** START OF STORED RECORDS **

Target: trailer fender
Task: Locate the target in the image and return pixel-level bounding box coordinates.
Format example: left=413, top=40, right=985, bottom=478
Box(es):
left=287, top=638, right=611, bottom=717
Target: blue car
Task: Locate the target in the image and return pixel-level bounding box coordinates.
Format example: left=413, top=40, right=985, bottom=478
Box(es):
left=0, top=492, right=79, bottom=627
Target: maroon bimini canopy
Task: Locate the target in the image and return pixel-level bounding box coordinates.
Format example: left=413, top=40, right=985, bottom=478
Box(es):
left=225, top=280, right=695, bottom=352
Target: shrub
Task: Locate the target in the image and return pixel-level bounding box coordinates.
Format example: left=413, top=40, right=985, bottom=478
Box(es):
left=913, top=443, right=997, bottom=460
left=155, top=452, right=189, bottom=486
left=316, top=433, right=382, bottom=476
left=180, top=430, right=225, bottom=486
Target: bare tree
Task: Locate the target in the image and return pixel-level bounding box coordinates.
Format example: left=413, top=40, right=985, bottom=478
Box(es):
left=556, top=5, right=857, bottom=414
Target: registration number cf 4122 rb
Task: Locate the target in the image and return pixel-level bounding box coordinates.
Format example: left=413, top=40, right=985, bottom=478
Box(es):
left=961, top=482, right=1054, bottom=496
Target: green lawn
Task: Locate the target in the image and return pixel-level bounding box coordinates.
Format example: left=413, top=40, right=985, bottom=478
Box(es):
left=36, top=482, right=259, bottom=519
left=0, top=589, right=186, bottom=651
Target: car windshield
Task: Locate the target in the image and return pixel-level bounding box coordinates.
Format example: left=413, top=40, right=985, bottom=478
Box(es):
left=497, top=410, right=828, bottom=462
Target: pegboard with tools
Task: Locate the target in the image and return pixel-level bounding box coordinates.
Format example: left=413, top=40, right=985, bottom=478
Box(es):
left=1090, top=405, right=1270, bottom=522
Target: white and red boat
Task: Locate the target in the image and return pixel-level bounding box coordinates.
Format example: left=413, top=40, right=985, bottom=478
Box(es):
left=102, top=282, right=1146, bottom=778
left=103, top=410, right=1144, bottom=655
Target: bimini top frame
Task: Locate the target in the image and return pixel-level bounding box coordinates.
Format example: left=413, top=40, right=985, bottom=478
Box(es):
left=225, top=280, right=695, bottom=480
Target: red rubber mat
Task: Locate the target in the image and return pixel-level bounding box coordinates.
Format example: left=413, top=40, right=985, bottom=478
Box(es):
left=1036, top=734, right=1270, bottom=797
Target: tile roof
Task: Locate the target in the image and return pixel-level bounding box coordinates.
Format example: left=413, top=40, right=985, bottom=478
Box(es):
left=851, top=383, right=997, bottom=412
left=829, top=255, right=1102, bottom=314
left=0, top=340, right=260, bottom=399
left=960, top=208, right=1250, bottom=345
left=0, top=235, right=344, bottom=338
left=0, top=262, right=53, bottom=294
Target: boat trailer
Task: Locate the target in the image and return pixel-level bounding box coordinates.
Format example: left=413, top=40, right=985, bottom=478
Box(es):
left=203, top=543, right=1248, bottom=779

** END OF STORED RECORDS **
** START OF STORED RECORDS **

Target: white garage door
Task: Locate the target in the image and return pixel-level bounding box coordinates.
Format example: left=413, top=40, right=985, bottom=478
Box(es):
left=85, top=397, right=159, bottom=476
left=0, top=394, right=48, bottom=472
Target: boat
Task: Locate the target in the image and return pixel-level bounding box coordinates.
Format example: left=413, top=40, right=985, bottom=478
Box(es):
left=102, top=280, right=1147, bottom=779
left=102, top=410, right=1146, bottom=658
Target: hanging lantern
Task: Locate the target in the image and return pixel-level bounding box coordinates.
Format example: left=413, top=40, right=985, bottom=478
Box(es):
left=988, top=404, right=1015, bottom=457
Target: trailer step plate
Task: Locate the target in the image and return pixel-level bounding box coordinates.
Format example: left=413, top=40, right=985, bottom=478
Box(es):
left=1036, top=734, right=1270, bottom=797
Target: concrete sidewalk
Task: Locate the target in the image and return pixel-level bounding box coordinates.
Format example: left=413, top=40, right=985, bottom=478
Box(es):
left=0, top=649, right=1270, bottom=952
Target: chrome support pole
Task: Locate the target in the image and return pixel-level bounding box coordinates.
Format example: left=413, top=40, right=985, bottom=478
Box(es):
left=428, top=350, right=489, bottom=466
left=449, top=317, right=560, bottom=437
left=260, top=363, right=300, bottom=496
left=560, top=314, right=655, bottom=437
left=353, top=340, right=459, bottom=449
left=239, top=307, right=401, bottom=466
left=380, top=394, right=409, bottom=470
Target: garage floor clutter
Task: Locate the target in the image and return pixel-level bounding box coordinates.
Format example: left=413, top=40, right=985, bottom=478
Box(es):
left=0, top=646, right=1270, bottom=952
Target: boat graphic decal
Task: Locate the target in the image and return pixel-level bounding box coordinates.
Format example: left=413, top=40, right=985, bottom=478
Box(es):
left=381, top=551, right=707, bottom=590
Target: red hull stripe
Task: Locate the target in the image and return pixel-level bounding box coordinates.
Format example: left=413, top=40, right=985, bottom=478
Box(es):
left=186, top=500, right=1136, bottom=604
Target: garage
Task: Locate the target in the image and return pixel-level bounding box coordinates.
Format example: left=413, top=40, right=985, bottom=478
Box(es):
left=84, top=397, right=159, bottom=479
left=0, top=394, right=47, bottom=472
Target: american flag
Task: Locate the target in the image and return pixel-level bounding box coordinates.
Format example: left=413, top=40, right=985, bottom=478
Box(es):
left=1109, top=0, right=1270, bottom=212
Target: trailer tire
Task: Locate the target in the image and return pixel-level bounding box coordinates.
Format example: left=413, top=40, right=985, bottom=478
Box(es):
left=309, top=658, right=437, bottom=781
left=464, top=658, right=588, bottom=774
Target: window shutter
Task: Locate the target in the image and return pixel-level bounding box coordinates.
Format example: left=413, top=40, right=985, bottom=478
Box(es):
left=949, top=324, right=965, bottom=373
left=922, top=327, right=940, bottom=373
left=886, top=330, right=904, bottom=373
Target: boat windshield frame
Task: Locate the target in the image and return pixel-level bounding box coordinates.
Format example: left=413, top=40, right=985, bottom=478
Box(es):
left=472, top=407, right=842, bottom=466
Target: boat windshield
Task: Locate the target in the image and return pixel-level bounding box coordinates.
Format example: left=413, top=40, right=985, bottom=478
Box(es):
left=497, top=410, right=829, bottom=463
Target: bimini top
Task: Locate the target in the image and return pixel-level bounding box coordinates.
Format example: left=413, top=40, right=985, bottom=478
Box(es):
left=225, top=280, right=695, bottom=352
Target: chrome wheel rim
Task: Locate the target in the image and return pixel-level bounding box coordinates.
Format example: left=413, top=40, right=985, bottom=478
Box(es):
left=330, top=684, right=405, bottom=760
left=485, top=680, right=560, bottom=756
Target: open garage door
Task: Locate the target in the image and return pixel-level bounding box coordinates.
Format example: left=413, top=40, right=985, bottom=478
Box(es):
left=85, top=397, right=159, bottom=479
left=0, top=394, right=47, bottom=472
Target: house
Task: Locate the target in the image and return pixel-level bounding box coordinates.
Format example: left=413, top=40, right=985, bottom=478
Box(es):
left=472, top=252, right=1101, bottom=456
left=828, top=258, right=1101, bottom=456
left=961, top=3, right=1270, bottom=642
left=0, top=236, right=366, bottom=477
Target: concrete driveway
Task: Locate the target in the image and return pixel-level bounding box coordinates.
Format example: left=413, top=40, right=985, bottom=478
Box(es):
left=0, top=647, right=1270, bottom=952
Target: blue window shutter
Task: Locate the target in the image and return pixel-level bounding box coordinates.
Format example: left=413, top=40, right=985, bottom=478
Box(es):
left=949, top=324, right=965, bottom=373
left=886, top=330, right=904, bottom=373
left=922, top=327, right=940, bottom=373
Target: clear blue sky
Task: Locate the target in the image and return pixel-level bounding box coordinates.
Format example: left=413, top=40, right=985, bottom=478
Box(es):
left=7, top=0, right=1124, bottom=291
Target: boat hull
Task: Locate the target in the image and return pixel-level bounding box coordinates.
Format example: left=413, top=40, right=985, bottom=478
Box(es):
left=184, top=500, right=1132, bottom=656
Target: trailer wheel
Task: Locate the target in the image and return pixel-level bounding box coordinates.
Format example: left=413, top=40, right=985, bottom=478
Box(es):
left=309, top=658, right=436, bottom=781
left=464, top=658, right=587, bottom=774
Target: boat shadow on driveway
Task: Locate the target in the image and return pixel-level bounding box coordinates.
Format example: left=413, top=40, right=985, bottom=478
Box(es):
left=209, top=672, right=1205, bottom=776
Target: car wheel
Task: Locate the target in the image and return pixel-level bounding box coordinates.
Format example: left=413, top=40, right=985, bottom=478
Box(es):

** END OF STORED RECORDS **

◆ EXERCISE ◆
Write out again the lines from the one with "Target: trailer fender" up to and including the one with "left=287, top=638, right=611, bottom=717", substituting "trailer mudguard" for "trailer fender" and changing nothing else.

◆ ANSWER TO THIS PROBLEM ◆
Target: trailer mudguard
Task: Locate the target in the image and return pixel-level bounding box coordinates.
Format example: left=413, top=40, right=985, bottom=478
Box(es):
left=287, top=638, right=611, bottom=717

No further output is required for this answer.